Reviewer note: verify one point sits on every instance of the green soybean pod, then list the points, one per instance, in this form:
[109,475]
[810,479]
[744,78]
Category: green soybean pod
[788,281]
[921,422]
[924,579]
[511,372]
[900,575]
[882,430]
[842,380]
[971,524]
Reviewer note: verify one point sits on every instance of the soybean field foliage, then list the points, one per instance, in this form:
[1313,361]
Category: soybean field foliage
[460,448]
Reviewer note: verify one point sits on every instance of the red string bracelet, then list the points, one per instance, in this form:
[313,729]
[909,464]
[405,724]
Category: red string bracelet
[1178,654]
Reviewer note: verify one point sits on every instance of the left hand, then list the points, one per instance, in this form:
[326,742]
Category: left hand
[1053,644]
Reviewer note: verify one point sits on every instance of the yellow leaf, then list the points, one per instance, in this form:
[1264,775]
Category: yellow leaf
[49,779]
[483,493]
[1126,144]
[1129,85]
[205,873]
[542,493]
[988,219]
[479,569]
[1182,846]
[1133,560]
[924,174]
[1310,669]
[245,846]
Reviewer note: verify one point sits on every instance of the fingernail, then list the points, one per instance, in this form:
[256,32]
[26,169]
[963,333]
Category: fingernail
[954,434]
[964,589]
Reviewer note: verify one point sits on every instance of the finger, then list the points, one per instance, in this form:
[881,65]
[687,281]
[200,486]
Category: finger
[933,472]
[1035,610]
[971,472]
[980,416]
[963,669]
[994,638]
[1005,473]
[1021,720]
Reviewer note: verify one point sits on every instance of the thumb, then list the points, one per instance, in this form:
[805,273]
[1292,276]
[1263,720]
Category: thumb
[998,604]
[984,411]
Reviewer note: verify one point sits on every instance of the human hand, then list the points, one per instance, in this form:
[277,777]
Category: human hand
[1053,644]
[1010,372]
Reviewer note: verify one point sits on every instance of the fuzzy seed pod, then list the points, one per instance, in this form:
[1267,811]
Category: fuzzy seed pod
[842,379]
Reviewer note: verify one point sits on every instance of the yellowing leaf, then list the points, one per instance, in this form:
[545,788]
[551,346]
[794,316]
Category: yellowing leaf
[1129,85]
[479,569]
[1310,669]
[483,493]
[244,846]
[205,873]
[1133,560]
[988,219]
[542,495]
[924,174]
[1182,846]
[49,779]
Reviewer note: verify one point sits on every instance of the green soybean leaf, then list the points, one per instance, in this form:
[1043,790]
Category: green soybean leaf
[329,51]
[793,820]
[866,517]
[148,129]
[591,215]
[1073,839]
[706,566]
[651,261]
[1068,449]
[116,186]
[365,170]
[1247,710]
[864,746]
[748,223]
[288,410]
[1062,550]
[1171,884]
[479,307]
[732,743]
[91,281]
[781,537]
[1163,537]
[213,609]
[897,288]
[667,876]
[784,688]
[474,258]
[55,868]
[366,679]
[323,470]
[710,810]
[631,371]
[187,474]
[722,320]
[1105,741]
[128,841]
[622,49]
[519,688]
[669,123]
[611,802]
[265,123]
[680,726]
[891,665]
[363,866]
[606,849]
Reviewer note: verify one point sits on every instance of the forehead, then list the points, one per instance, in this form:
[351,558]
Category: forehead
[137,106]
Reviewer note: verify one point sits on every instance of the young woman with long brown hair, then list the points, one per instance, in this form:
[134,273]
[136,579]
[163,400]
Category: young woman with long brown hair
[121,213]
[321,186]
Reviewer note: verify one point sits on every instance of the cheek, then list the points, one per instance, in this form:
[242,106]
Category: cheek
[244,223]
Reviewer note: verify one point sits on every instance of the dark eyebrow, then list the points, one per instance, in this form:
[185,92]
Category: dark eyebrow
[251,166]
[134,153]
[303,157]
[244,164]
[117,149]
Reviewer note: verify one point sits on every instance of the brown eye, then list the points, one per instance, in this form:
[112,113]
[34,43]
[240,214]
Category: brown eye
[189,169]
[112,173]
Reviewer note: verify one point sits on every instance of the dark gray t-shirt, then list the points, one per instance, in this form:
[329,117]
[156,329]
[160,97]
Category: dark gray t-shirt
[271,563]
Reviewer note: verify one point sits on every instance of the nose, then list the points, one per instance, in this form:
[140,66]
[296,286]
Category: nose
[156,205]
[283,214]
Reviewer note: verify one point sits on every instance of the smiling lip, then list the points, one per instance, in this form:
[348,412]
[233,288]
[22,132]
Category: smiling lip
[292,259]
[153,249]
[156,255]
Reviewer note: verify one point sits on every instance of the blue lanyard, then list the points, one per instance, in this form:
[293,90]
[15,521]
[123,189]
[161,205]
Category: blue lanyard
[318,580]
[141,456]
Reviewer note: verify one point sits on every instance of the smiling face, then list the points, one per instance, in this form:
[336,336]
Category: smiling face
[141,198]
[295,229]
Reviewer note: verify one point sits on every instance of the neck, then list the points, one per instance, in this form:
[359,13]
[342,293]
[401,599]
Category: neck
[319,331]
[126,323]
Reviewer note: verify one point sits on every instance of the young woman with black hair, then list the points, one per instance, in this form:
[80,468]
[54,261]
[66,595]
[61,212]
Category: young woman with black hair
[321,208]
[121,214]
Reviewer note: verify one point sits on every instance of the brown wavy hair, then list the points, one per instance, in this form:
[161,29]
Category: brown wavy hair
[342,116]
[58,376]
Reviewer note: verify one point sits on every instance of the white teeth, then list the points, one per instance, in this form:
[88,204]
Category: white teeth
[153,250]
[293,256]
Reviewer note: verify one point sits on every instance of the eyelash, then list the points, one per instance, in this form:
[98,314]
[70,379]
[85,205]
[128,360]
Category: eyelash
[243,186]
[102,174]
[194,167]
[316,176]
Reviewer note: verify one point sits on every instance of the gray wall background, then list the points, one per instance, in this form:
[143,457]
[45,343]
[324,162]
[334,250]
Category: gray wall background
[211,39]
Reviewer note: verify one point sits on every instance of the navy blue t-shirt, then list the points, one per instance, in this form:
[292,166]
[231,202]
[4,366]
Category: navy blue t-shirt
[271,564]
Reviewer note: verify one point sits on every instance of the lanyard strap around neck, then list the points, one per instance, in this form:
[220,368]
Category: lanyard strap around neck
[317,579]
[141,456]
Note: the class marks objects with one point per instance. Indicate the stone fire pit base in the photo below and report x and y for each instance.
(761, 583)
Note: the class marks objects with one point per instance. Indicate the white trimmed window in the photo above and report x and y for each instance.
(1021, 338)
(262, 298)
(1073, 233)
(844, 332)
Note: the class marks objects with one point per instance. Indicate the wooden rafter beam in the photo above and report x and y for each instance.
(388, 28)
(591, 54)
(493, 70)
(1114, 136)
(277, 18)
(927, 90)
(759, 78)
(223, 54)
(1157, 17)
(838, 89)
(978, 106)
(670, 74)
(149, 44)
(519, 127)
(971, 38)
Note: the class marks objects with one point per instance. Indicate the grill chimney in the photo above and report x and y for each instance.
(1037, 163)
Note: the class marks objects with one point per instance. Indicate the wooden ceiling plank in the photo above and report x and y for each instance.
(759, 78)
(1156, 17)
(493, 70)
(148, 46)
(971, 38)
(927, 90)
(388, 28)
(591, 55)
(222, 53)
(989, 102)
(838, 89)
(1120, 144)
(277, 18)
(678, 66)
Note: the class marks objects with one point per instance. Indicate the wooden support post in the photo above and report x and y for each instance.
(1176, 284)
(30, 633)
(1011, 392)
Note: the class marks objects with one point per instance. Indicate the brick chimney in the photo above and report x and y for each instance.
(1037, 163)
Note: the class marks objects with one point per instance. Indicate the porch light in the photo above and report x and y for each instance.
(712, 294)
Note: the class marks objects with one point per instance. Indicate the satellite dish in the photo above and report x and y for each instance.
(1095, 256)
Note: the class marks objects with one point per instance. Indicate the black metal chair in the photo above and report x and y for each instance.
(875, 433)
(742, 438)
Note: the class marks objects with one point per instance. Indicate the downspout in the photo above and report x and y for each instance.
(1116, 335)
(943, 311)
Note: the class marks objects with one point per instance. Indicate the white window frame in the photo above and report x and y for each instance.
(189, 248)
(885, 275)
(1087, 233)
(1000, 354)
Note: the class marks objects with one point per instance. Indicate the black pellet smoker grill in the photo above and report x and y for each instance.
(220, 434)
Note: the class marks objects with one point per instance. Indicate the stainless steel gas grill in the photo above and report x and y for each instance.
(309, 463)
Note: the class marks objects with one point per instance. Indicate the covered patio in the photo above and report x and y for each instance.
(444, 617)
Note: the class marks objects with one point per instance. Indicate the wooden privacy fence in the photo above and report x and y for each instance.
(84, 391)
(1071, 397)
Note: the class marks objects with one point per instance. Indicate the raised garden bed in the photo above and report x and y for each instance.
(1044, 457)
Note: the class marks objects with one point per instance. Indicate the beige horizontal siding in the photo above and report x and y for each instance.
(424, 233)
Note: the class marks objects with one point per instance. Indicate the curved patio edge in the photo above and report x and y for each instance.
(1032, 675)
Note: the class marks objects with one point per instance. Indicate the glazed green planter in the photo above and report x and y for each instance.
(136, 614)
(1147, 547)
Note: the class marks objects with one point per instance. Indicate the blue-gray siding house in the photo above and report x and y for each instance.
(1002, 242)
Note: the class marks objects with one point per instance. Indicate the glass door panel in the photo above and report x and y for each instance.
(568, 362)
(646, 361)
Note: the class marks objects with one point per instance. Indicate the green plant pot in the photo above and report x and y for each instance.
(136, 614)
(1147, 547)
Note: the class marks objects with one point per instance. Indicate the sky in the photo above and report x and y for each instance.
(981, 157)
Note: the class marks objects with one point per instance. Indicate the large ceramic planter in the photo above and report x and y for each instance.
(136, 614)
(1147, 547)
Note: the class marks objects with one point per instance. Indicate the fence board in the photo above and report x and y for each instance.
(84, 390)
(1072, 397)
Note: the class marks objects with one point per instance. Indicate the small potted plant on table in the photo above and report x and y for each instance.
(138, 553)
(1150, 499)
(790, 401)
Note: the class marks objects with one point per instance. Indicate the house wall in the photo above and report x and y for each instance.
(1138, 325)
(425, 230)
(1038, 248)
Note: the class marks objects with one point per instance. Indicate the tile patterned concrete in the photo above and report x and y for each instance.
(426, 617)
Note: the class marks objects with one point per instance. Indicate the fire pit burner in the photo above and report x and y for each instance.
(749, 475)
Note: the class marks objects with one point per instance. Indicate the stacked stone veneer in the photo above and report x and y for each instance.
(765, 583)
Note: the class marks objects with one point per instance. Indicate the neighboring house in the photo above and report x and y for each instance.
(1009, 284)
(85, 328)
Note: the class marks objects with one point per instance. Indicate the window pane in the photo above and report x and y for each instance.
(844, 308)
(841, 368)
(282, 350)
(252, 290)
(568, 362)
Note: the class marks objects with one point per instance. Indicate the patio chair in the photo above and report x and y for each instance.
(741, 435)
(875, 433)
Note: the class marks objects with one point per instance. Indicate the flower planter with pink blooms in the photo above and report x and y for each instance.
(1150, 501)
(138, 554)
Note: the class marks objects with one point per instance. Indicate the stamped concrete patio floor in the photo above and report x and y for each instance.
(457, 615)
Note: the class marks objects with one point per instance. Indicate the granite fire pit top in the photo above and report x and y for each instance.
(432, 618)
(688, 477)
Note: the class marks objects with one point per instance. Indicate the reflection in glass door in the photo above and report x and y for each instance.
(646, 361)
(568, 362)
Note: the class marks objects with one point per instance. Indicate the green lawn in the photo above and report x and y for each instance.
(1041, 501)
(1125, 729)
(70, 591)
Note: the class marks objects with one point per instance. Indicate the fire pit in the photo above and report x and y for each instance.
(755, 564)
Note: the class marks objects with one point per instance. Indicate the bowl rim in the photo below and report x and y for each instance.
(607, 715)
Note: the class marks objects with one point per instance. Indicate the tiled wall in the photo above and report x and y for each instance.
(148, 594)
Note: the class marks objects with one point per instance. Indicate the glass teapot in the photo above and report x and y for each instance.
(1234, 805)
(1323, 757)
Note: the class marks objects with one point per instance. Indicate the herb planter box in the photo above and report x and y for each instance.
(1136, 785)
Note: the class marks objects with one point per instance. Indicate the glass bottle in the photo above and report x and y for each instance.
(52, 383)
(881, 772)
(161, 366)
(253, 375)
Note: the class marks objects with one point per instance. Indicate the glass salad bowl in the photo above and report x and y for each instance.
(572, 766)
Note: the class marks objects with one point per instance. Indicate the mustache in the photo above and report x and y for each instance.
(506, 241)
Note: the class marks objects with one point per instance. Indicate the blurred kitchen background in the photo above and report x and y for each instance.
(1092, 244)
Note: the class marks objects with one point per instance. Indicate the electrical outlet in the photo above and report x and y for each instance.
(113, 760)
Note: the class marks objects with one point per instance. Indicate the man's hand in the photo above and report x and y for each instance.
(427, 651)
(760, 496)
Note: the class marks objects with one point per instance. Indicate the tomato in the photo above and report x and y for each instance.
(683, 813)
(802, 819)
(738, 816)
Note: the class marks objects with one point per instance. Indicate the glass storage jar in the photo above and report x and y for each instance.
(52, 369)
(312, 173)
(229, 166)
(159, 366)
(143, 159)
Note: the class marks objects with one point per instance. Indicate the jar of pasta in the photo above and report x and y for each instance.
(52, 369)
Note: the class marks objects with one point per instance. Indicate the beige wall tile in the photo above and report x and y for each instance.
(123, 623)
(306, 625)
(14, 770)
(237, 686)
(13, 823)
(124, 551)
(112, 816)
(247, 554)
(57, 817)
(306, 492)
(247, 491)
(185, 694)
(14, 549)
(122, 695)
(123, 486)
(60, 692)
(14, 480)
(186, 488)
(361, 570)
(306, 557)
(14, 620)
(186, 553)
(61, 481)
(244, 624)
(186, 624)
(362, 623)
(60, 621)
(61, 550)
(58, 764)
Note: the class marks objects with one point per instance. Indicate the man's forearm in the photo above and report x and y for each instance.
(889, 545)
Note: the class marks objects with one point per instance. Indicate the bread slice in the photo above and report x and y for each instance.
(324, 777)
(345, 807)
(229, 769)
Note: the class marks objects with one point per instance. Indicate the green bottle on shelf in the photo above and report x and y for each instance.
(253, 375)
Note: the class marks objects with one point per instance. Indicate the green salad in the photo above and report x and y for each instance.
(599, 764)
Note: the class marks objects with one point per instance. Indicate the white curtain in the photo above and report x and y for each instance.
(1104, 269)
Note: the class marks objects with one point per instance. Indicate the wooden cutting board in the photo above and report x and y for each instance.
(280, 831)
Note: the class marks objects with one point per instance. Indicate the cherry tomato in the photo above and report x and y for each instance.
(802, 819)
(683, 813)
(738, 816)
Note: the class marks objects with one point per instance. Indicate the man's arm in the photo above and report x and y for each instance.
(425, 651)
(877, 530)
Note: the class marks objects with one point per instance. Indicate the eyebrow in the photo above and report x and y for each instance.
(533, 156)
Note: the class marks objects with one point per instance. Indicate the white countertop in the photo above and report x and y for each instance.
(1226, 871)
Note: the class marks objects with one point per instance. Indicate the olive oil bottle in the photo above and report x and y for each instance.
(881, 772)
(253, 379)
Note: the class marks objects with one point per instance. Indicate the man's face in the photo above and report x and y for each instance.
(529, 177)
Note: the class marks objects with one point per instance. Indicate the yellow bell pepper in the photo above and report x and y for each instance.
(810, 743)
──────────────────────────────
§ WHAT NEEDS TO BE DONE: Please let your answer be exactly the lines from the one holding "the white countertop" through the last line of the entries above, both ends included.

§ EXERCISE OUTPUT:
Note: the class marks objects with one point per instance. Indicate the white countertop in the photo above and report x and y for each instance.
(1226, 871)
Note: the class marks objects with one point per instance. Indicate the olive oil bottle in the photo above and report x and y for each instance.
(881, 772)
(253, 379)
Note: the class marks objects with one point per instance. Indicate the man's face in the photo above and report x and y for each instance.
(529, 177)
Note: the class marks objects with one point per instance. Indicate the yellow bell pepper in the photo above and report x and y for each instance.
(810, 743)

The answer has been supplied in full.